# Records provided

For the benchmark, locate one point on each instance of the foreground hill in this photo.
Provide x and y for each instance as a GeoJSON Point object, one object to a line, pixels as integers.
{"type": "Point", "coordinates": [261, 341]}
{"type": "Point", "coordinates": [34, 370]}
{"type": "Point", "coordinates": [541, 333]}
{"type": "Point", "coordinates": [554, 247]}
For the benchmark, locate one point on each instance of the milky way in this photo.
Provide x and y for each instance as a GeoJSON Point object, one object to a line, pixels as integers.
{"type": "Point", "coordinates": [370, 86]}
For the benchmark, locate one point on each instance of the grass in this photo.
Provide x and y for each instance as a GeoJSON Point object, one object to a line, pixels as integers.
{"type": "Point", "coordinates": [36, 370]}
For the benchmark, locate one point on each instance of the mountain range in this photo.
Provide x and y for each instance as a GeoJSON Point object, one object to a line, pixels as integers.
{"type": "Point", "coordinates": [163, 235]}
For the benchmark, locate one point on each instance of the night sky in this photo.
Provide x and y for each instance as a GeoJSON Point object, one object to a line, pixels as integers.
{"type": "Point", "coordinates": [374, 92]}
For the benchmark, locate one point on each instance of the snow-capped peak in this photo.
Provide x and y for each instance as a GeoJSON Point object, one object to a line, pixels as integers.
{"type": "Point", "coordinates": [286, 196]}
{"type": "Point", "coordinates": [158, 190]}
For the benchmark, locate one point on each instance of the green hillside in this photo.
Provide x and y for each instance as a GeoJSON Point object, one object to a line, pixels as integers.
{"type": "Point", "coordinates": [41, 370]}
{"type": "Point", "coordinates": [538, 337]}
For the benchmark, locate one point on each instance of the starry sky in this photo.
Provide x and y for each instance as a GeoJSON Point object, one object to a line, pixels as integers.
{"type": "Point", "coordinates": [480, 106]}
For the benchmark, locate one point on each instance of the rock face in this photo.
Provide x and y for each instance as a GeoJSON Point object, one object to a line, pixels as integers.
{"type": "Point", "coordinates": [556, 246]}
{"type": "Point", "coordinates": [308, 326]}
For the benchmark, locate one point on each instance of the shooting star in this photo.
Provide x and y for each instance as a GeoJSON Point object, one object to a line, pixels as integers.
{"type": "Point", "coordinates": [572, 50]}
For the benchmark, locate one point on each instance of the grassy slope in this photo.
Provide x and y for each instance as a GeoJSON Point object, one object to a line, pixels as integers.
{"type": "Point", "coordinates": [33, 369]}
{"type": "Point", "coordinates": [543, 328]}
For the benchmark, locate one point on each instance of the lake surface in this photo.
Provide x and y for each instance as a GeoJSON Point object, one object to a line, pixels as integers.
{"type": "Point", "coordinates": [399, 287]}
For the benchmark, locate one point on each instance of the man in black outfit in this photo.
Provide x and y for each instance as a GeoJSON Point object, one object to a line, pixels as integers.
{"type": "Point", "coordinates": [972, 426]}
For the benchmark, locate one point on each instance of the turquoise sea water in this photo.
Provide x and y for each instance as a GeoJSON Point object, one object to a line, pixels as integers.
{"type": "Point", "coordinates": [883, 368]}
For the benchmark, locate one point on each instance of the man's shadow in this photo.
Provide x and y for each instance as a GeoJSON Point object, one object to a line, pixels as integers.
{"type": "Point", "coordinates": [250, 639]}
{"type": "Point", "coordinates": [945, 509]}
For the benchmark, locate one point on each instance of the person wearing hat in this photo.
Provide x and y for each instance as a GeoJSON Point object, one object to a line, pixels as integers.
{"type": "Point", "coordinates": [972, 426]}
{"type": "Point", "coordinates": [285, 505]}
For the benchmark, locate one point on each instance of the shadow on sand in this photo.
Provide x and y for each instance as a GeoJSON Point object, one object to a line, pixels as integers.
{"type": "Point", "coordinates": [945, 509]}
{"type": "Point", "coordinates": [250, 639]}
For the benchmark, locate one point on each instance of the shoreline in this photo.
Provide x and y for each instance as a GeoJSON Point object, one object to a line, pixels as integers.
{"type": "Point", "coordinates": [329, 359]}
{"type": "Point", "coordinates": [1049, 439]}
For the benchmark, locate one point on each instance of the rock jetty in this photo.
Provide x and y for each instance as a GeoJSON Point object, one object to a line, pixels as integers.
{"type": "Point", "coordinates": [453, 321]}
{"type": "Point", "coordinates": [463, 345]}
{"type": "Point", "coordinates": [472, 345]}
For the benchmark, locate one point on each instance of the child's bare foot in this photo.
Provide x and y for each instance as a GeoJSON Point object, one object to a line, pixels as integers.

# What is required
Revise all the material above so that every "benchmark" reads "evaluation", with everything else left unchanged.

# Solution to this problem
For the evaluation, locate one point on each instance of the foreground hill in this photo.
Provide x and y for each instance as a GeoJSON Point object, one object to a line, pixels as integers.
{"type": "Point", "coordinates": [261, 341]}
{"type": "Point", "coordinates": [34, 370]}
{"type": "Point", "coordinates": [541, 333]}
{"type": "Point", "coordinates": [554, 247]}
For the evaluation, locate one point on each instance of the milky way in this photo.
Provide x and y for each instance as a GeoJSON Point object, one object to a line, pixels as integers.
{"type": "Point", "coordinates": [370, 86]}
For the evaluation, locate one point on each instance of the grass in this photo.
Provide x and y for each instance as a GeoJSON Point object, one object to a line, pixels as integers.
{"type": "Point", "coordinates": [36, 370]}
For the evaluation, locate one point on each instance of the mountain range in this photo.
Provide x and y for each instance as a GeoJSON Point object, one object to a line, pixels as integers.
{"type": "Point", "coordinates": [163, 235]}
For the evaluation, locate one point on each instance of the night sky in this photo.
Provide x and y for each instance as a GeoJSON Point object, one object to a line, pixels as integers.
{"type": "Point", "coordinates": [374, 92]}
For the evaluation, locate one point on each instance of the snow-capped peak in this photo.
Provide x and y for each instance as a GeoJSON Point object, one object to a line, pixels as integers.
{"type": "Point", "coordinates": [286, 196]}
{"type": "Point", "coordinates": [158, 190]}
For the evaluation, locate one point on each instance of the green hillside in this photo.
Provide x and y for each instance as a GeoJSON Point object, one object to a line, pixels as integers.
{"type": "Point", "coordinates": [41, 370]}
{"type": "Point", "coordinates": [538, 337]}
For the evaluation, locate one point on each instance of the starry sky in this photo.
Provide x and y for each instance as a GeoJSON Point object, one object to a line, pixels as integers.
{"type": "Point", "coordinates": [480, 106]}
For the evaluation, locate one point on each instance of the rock face in this photo.
Provide x and y for each instance as a GeoJSON Point object, one object to a line, pixels as integers.
{"type": "Point", "coordinates": [556, 246]}
{"type": "Point", "coordinates": [308, 326]}
For the evaluation, locate one point on each instance of the shooting star in this photo.
Provide x and y for each instance as a GeoJSON Point object, one object to a line, pixels as integers.
{"type": "Point", "coordinates": [572, 50]}
For the evaluation, locate one point on each instance of the grassy slope in this photo.
Provide x and y for each instance as a GeoJSON Point object, one object to a line, pixels as integers.
{"type": "Point", "coordinates": [33, 369]}
{"type": "Point", "coordinates": [543, 328]}
For the evaluation, locate one point on each instance of the lake surface in this photo.
Provide x and y for each instance as a GeoJSON Point object, one object to a line, pixels as integers.
{"type": "Point", "coordinates": [399, 287]}
For the evaluation, locate one point on each instance of the man in black outfit in this photo.
Provide x and y for each instance as a GeoJSON Point object, one object to a line, pixels as integers.
{"type": "Point", "coordinates": [972, 426]}
For the evaluation, locate one point on each instance of the turquoise sea water in this photo.
Provide x and y for each instance as a GeoJSON Point object, one object to a line, pixels as integers.
{"type": "Point", "coordinates": [883, 368]}
For the evaluation, locate one point on each instance of the man's shadow in this photo.
Provide x and y for each instance as a GeoJSON Point object, one object to a line, pixels as integers.
{"type": "Point", "coordinates": [250, 639]}
{"type": "Point", "coordinates": [945, 509]}
For the evaluation, locate one point on each instance of the person wearing hat in this photo.
Provide x and y for each instance as a GeoJSON Point object, one object to a line, pixels as integers.
{"type": "Point", "coordinates": [972, 426]}
{"type": "Point", "coordinates": [285, 505]}
For the evaluation, locate one point on each instance of the shadow on sand in this photo.
Provide x and y for each instance as a GeoJSON Point object, one object to a line, pixels as integers.
{"type": "Point", "coordinates": [945, 509]}
{"type": "Point", "coordinates": [250, 639]}
For the evaluation, locate one point on each instance of the shoreline in this photo.
Provide x and y for each instance as a GeoJSON Point object, one object to a line, pixels as integers.
{"type": "Point", "coordinates": [329, 359]}
{"type": "Point", "coordinates": [1049, 439]}
For the evaluation, locate one point on each instance of the rock jetty in this photo.
Provide x and y for each instance as a GeoJSON Point object, one object to a line, pixels as integers.
{"type": "Point", "coordinates": [453, 321]}
{"type": "Point", "coordinates": [463, 345]}
{"type": "Point", "coordinates": [472, 345]}
For the evaluation, locate one point on each instance of the child's bare foot in this photo.
Provide x and y for each instance as a GeoJSON Point object, one object to a line, pixels as integers.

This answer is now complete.